[READING TEXT]
Dr. Dave walked in. He asked a few questions, then fitted another device over my left eye. He turned a knob, a bright light blinded me. He moved to the right eye. “Cataracts, both eyes,” he said. “We’ll take care of you.”

The doc gave a primer on cataracts. They develop over time and if not removed can lead to loss of sight. The process takes 30 minutes, usually, under local anesthesia, but it’s major surgery, requiring cutting into the eye. I winced.

We got an appointment for “alignment” a week later at another Southern Eye site, this one in the medical ghetto near the downtown hospital. The waiting room was crowded with oldsters, everyone wearing glasses. I didn’t have to wait, a tech called me. She fitted my chin in a machine and did a few more tests. I got the appointment a month out for the right eye and for the left two weeks later.

A thick FedEx packet arrived, full of paperwork and two vials of eyedrops, one vial for each eye: start the drops three days before the surgery, four times each day. I struggled to remember the schedule then had trouble finding the eyeball. The medicine mostly dribbled down my cheek.

[STUDY MATERIAL]

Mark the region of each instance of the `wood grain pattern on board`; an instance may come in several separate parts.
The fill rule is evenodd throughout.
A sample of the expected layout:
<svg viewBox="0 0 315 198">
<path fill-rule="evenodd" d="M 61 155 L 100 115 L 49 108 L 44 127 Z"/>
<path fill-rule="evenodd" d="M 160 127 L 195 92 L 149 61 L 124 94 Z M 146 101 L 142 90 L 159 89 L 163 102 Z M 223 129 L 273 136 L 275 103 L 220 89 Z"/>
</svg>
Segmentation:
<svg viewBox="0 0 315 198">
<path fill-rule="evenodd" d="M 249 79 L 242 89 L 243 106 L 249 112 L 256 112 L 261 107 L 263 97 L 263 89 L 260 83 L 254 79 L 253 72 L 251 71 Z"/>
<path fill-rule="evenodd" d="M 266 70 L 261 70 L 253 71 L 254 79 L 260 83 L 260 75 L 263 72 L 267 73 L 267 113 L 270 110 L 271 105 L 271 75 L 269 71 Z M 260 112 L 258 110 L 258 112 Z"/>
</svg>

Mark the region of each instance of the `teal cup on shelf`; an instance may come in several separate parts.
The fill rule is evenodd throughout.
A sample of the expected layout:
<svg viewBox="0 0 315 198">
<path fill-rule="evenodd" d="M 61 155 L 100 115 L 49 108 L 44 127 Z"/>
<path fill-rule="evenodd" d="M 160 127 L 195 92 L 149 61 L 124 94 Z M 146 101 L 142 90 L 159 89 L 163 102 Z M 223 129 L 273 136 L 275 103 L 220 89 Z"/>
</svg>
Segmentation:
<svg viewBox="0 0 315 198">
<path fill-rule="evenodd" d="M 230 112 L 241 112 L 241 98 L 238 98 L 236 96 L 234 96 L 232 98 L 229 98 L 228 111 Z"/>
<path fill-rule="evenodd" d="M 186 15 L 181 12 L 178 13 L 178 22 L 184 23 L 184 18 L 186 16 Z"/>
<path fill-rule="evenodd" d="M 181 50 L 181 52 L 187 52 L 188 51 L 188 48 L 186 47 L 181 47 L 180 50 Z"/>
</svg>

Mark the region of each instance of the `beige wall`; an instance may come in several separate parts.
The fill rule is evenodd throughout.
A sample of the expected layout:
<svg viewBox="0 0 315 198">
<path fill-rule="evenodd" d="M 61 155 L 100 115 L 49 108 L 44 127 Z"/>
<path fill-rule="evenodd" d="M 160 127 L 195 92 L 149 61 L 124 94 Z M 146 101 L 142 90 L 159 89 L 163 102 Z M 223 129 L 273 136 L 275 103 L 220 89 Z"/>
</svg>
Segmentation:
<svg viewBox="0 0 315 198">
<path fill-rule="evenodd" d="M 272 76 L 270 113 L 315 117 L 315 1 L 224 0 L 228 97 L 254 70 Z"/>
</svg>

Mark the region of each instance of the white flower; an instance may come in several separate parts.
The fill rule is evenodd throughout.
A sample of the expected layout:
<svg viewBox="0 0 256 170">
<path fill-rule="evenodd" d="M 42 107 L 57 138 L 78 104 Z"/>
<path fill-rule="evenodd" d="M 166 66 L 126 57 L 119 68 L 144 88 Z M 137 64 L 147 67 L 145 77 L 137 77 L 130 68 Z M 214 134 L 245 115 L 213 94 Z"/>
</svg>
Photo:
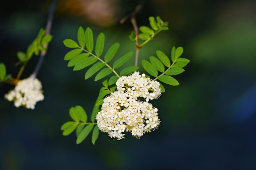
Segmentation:
<svg viewBox="0 0 256 170">
<path fill-rule="evenodd" d="M 16 107 L 21 106 L 34 109 L 36 102 L 44 99 L 41 89 L 40 81 L 29 77 L 19 81 L 14 89 L 5 94 L 4 97 L 9 101 L 13 101 Z"/>
<path fill-rule="evenodd" d="M 160 124 L 158 109 L 148 102 L 161 95 L 160 83 L 135 72 L 117 82 L 117 91 L 104 99 L 96 116 L 99 128 L 110 137 L 124 138 L 125 131 L 137 138 L 156 129 Z M 142 97 L 146 102 L 139 101 Z"/>
</svg>

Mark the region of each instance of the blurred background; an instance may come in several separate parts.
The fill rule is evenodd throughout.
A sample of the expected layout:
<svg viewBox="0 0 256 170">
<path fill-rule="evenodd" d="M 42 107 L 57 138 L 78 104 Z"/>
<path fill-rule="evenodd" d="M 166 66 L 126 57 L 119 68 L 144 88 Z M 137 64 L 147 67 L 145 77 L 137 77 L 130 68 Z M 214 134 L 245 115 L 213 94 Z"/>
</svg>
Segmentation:
<svg viewBox="0 0 256 170">
<path fill-rule="evenodd" d="M 18 51 L 25 51 L 45 27 L 50 0 L 5 1 L 0 6 L 0 62 L 16 77 Z M 87 69 L 73 71 L 63 60 L 79 26 L 90 26 L 96 39 L 106 35 L 105 50 L 120 43 L 115 58 L 135 46 L 129 39 L 129 20 L 119 21 L 139 4 L 139 26 L 150 16 L 169 22 L 140 51 L 139 63 L 162 51 L 171 55 L 181 46 L 190 60 L 175 76 L 177 86 L 152 101 L 161 123 L 140 139 L 128 133 L 116 144 L 100 133 L 76 144 L 75 133 L 62 135 L 68 110 L 80 105 L 90 115 L 101 86 L 84 80 Z M 38 78 L 45 95 L 34 110 L 16 108 L 4 98 L 12 86 L 0 84 L 0 169 L 256 169 L 256 2 L 235 0 L 63 0 L 58 3 L 53 35 Z M 22 78 L 34 71 L 29 62 Z M 134 58 L 129 62 L 134 64 Z M 141 64 L 139 64 L 141 67 Z M 142 68 L 142 67 L 141 67 Z M 140 69 L 139 71 L 143 71 Z"/>
</svg>

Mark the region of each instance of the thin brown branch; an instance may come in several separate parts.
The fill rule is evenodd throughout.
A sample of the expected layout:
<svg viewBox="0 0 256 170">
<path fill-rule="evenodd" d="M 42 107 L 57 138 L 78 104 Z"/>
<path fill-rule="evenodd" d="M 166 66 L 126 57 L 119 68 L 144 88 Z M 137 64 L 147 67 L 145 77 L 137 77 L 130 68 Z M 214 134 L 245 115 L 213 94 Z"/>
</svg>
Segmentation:
<svg viewBox="0 0 256 170">
<path fill-rule="evenodd" d="M 54 14 L 54 11 L 55 11 L 55 8 L 57 3 L 58 2 L 58 0 L 53 0 L 52 2 L 51 6 L 49 7 L 49 16 L 48 19 L 47 20 L 47 23 L 46 26 L 46 32 L 45 35 L 49 35 L 51 32 L 51 29 L 52 29 L 52 21 L 53 20 Z M 48 48 L 48 44 L 45 44 L 44 45 L 44 48 L 45 50 L 42 51 L 40 54 L 40 57 L 38 60 L 37 64 L 35 68 L 35 71 L 31 75 L 30 77 L 35 78 L 36 77 L 36 75 L 38 71 L 41 68 L 42 64 L 44 58 L 46 53 L 46 51 Z"/>
</svg>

[EXERCISE SET]
[1] Write out the part of the cataract account between "A thick FedEx" and "down my cheek.", inclusive.
[2] Summarize the cataract account in two sentences.

[ANSWERS TO THIS EXERCISE]
[1]
A thick FedEx packet arrived, full of paperwork and two vials of eyedrops, one vial for each eye: start the drops three days before the surgery, four times each day. I struggled to remember the schedule then had trouble finding the eyeball. The medicine mostly dribbled down my cheek.

[2] A doctor diagnosed cataracts in both of the narrator's eyes and explained that removal takes about 30 minutes under local anesthesia but is major surgery. After an alignment appointment a week later, the narrator was scheduled for right-eye surgery a month out and left-eye surgery two weeks after that, and received paperwork and eyedrops to start three days before surgery.